→ Data in this exercise:
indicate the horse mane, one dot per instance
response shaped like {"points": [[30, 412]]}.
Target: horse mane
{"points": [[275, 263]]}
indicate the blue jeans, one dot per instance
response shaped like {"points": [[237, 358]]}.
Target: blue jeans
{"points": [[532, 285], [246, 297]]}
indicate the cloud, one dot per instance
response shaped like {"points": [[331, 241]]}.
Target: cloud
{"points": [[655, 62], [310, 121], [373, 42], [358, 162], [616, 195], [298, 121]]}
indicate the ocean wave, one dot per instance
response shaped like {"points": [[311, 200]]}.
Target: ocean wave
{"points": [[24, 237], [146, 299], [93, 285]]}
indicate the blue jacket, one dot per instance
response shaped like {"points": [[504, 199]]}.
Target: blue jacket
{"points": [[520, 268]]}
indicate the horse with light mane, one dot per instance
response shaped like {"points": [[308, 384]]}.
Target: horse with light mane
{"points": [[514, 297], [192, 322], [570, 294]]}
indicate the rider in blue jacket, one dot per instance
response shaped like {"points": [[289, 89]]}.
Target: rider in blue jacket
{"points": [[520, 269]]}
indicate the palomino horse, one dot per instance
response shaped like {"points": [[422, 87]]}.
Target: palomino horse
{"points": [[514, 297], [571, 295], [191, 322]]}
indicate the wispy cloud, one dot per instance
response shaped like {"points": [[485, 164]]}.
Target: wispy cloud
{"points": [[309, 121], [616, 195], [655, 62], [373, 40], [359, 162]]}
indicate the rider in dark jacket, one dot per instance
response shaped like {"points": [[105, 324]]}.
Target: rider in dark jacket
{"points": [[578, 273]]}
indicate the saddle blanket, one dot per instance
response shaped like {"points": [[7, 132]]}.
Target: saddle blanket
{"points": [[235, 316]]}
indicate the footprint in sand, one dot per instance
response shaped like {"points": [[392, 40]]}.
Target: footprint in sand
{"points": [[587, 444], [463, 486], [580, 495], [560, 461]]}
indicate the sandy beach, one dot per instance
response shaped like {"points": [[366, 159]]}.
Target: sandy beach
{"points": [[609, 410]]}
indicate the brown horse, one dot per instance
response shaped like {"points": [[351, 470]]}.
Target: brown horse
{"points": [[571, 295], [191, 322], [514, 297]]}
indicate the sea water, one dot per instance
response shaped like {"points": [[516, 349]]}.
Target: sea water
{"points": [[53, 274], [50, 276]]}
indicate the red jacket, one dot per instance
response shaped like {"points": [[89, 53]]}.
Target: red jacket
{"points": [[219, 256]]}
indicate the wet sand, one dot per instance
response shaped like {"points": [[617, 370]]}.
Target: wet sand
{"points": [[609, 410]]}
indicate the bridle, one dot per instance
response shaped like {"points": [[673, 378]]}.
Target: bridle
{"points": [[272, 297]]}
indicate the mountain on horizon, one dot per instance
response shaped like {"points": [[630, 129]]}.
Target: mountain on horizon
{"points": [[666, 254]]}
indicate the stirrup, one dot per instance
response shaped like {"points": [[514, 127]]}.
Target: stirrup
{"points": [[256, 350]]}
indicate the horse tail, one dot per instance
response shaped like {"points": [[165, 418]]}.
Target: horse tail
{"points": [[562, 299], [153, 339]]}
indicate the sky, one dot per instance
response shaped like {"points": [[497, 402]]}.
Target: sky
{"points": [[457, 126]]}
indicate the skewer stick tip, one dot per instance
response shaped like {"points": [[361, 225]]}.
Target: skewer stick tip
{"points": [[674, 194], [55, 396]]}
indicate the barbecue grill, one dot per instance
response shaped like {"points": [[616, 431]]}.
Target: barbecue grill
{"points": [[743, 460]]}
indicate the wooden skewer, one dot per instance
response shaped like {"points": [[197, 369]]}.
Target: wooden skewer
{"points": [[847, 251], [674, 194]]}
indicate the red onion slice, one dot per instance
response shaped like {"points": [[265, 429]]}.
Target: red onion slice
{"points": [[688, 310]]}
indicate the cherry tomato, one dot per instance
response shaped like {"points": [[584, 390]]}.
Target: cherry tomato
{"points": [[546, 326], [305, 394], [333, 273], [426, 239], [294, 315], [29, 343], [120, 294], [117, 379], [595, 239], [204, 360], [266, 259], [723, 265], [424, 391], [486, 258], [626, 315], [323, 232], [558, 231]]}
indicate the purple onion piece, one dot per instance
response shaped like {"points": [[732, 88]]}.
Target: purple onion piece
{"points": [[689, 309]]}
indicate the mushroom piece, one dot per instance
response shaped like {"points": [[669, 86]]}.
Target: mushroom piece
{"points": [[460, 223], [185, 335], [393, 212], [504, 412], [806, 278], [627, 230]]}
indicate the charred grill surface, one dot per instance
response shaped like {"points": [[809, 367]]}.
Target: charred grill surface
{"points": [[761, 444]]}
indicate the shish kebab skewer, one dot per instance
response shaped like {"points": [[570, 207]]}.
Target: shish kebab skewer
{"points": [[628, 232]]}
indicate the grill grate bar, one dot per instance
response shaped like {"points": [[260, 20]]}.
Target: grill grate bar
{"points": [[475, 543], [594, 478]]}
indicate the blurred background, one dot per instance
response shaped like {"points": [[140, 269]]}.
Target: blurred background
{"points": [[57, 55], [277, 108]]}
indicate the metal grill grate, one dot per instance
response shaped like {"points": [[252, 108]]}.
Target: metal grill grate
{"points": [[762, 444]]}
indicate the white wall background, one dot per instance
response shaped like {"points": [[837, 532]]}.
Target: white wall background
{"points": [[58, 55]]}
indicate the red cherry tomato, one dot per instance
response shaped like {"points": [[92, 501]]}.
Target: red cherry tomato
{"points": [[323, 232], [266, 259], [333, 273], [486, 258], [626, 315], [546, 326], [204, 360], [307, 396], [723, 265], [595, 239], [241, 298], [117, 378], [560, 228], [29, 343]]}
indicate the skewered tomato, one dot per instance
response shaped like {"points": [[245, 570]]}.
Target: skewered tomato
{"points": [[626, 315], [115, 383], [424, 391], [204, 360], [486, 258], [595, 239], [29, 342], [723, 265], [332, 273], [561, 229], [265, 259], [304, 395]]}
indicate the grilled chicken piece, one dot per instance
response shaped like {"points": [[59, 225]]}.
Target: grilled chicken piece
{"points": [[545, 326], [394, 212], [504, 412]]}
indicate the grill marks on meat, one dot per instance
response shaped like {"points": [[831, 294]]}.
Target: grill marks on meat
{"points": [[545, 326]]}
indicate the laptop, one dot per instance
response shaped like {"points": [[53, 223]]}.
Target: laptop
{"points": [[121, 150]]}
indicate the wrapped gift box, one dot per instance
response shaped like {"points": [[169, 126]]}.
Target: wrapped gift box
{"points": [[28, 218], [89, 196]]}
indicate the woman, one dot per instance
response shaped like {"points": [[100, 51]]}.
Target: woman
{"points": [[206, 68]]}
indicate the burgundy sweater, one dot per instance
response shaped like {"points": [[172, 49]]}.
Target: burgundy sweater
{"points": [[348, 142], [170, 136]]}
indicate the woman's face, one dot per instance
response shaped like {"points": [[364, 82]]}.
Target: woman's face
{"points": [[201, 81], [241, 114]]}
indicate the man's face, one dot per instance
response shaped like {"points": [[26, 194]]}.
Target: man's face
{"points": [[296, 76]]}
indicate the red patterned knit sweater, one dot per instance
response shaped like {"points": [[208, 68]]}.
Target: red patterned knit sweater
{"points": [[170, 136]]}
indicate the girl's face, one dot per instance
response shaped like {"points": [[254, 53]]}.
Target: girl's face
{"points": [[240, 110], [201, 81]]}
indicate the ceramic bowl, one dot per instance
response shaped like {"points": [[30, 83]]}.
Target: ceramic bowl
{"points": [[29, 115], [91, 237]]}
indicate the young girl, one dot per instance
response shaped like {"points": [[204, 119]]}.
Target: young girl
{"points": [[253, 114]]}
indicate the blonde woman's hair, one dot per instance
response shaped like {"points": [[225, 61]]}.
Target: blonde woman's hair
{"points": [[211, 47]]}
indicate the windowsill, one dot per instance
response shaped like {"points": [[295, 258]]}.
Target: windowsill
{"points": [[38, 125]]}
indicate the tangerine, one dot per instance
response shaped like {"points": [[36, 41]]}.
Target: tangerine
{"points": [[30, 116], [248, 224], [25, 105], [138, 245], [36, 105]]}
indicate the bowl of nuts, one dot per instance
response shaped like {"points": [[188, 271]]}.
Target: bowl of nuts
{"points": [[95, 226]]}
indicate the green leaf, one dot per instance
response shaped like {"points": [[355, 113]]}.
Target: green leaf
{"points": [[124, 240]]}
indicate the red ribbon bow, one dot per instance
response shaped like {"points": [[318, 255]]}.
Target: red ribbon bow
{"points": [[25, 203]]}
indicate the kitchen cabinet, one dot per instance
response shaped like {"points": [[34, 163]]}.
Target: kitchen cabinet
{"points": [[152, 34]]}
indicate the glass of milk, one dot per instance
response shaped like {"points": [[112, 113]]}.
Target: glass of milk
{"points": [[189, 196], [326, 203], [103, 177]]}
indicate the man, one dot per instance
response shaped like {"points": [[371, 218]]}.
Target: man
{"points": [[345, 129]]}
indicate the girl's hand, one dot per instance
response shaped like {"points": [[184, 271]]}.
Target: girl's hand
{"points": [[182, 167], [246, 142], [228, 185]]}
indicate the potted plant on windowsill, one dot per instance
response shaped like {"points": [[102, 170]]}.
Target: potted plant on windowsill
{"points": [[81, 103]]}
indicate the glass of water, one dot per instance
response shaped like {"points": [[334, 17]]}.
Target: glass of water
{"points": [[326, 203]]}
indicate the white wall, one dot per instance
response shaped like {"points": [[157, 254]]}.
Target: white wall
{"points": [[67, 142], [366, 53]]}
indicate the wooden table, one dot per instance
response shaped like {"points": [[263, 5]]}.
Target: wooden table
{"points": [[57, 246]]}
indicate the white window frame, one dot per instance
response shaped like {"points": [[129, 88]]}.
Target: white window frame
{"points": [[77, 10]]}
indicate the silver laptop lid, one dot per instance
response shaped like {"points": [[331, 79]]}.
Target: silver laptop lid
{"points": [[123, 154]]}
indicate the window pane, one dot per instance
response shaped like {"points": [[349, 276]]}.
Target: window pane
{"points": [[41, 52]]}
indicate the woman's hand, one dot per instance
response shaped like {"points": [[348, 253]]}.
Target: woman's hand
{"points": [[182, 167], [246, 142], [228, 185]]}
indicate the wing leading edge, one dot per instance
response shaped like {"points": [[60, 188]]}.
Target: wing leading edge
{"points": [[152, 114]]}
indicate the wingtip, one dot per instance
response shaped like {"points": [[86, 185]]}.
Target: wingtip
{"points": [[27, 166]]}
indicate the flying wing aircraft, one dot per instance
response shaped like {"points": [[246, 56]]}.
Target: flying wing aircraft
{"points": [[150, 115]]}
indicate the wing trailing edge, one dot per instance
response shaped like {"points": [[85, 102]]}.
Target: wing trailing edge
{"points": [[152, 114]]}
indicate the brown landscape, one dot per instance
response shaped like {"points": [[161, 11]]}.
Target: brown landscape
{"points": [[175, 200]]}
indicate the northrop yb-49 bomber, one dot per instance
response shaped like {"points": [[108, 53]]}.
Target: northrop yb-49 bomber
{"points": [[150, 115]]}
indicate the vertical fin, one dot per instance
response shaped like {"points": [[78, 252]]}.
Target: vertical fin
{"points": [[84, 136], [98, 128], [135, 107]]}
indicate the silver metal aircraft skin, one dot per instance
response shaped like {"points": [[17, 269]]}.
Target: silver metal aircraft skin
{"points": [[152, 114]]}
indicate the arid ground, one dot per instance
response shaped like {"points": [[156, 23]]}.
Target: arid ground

→ Task brief: Using the data above, transcribe the lines that run from the line with "indicate the wrapped" to the line with "indicate the man's face, one dot per instance", both ends kept, and output nothing else.

→ Output of the task:
indicate the wrapped gift box, one dot per instance
response shaped like {"points": [[169, 126]]}.
Target: wrapped gift box
{"points": [[28, 218], [89, 196]]}
indicate the woman, one dot per instance
response shaped like {"points": [[100, 51]]}.
Target: woman
{"points": [[206, 68]]}
indicate the burgundy sweater, one dot per instance
response shaped like {"points": [[172, 49]]}.
Target: burgundy sweater
{"points": [[348, 142], [170, 136]]}
indicate the woman's face, one dot per instance
response shaped like {"points": [[364, 82]]}.
Target: woman's face
{"points": [[201, 81], [241, 114]]}
indicate the man's face, one dot per instance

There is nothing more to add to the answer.